*** Excerpted text Section Begins ***

INTRODUCTION: The etiology of multiple sclerosis (MS) remains unknown. Pathogenesis likely relies on a complex interaction between multiple environmental, genetic, and behavioral risk factors. However, a growing body of literature supports the role of a preceding Epstein Barr Virus (EBV) infection in the majority of cases.

AREAS COVERED: In this narrative review, we summarize the latest findings regarding the potential role of EBV as a predisposing event inducing new onset of MS. EBV interactions with the genetic background and other infectious agents such as human endogenous retrovirus are explored. Additional data regarding the role of EBV regarding the rate of mid- and long-term disease progression is also discussed. Lastly, the effect of currently approved disease modifying therapies (DMT) for MS treatment on the EBV-based molecular mechanisms and the development of new EBV-specific therapies are further reviewed.

*** Excerpted text Section Ends ***

### Task instructions
1) According to the multiple sclerosis review excerpt, what prior infection does a growing body of literature link to most cases of the disease?
2) Continue the multiple sclerosis review excerpt with the next section, picking up after its last sentence.

*** Information provided Section Begins ***

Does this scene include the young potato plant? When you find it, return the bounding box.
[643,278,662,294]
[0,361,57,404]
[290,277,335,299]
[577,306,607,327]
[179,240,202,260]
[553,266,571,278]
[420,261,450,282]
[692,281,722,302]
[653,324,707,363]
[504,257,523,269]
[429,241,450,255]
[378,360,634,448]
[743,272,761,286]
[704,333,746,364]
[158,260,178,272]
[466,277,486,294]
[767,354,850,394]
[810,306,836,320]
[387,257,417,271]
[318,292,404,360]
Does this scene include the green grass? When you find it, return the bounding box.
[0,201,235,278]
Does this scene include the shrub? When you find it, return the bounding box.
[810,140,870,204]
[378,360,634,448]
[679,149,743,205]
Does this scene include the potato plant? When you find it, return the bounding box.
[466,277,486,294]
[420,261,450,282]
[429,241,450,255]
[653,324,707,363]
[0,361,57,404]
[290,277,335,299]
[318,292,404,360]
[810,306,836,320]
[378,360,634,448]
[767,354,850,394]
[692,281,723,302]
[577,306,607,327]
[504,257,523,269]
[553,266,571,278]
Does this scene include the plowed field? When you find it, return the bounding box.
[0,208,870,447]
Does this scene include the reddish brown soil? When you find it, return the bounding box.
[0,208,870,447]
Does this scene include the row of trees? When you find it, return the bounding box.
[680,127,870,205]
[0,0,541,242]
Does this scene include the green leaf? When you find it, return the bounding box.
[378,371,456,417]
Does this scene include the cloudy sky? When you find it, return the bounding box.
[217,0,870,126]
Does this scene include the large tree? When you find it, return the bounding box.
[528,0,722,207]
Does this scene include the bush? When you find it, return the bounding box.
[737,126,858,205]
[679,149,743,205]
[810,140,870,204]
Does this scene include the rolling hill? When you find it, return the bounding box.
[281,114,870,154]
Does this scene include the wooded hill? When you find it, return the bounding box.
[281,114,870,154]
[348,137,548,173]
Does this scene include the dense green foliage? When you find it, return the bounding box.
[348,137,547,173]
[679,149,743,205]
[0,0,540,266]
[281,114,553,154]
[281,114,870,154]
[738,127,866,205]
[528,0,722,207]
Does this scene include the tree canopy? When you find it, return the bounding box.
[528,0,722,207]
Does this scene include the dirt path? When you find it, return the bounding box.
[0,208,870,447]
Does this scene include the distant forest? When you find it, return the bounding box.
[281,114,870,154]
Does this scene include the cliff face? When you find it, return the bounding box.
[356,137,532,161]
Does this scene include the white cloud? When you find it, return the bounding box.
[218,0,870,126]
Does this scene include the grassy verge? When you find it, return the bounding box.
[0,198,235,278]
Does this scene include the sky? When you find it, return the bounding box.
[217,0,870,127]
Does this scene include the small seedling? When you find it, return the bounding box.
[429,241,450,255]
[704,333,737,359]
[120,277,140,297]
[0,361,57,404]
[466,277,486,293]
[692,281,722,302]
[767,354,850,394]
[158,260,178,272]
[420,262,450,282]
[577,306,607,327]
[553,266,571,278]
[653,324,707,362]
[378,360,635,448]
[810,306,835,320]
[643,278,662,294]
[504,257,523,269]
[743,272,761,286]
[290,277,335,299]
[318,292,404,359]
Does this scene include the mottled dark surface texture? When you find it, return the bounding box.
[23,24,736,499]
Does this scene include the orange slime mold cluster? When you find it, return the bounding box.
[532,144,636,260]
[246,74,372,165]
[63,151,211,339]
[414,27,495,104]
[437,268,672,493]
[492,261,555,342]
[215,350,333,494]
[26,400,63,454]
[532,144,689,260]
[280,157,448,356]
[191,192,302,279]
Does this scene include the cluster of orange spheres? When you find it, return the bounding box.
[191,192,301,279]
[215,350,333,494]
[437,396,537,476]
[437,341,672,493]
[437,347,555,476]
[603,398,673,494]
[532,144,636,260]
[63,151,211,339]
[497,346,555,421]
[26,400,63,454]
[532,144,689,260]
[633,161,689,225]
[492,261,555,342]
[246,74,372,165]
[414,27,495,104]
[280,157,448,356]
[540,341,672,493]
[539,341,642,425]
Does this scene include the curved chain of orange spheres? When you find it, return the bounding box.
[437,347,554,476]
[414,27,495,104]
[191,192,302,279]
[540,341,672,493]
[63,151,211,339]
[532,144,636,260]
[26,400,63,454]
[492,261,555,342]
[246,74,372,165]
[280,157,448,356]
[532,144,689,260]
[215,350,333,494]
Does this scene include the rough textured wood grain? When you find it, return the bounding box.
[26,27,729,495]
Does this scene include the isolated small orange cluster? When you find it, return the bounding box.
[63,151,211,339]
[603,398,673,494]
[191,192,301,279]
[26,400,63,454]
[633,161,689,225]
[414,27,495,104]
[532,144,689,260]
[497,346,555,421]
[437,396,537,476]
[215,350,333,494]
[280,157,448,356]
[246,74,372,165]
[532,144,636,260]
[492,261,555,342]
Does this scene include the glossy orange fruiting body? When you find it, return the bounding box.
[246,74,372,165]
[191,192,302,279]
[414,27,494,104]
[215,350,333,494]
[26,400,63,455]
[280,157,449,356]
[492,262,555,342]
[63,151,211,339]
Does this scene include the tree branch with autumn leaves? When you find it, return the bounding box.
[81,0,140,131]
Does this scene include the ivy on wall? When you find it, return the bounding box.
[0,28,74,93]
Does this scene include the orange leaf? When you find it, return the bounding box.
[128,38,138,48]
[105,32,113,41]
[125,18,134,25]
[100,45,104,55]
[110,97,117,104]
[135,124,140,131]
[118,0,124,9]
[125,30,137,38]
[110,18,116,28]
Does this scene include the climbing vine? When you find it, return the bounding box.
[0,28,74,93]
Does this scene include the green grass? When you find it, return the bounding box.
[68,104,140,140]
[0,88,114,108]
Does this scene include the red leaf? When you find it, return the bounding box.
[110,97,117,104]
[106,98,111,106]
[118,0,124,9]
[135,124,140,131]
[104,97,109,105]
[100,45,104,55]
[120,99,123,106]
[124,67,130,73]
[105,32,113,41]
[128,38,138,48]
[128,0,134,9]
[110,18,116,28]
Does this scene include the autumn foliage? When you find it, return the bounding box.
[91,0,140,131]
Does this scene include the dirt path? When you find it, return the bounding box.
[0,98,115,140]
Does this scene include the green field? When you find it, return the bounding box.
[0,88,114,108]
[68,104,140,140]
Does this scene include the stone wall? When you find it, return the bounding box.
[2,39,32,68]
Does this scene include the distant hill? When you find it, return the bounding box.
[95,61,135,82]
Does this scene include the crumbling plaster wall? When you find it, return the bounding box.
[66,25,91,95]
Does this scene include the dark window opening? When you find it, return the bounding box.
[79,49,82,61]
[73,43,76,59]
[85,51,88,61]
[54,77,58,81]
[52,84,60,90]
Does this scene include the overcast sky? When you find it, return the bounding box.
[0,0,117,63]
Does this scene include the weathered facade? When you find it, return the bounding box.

*** Information provided Section Ends ***

### Solved problems
1) A preceding Epstein Barr Virus (EBV) infection.

2)
EXPERT OPINION: Recent strong epidemiological findings support that EBV may be the primary inducing event in certain individuals that shortly thereafter develop MS. More studies are needed in order to better understand the significant variability in susceptibility based on environmental factors such as EBV exposure. Future investigations should focus on determining the specific EBV-related risk antigen(s) and phenotyping people with likely EBV-induced MS. Targeting EBV via several different avenues, including development of an EBV vaccine may become the mainstay of MS treatment in the future.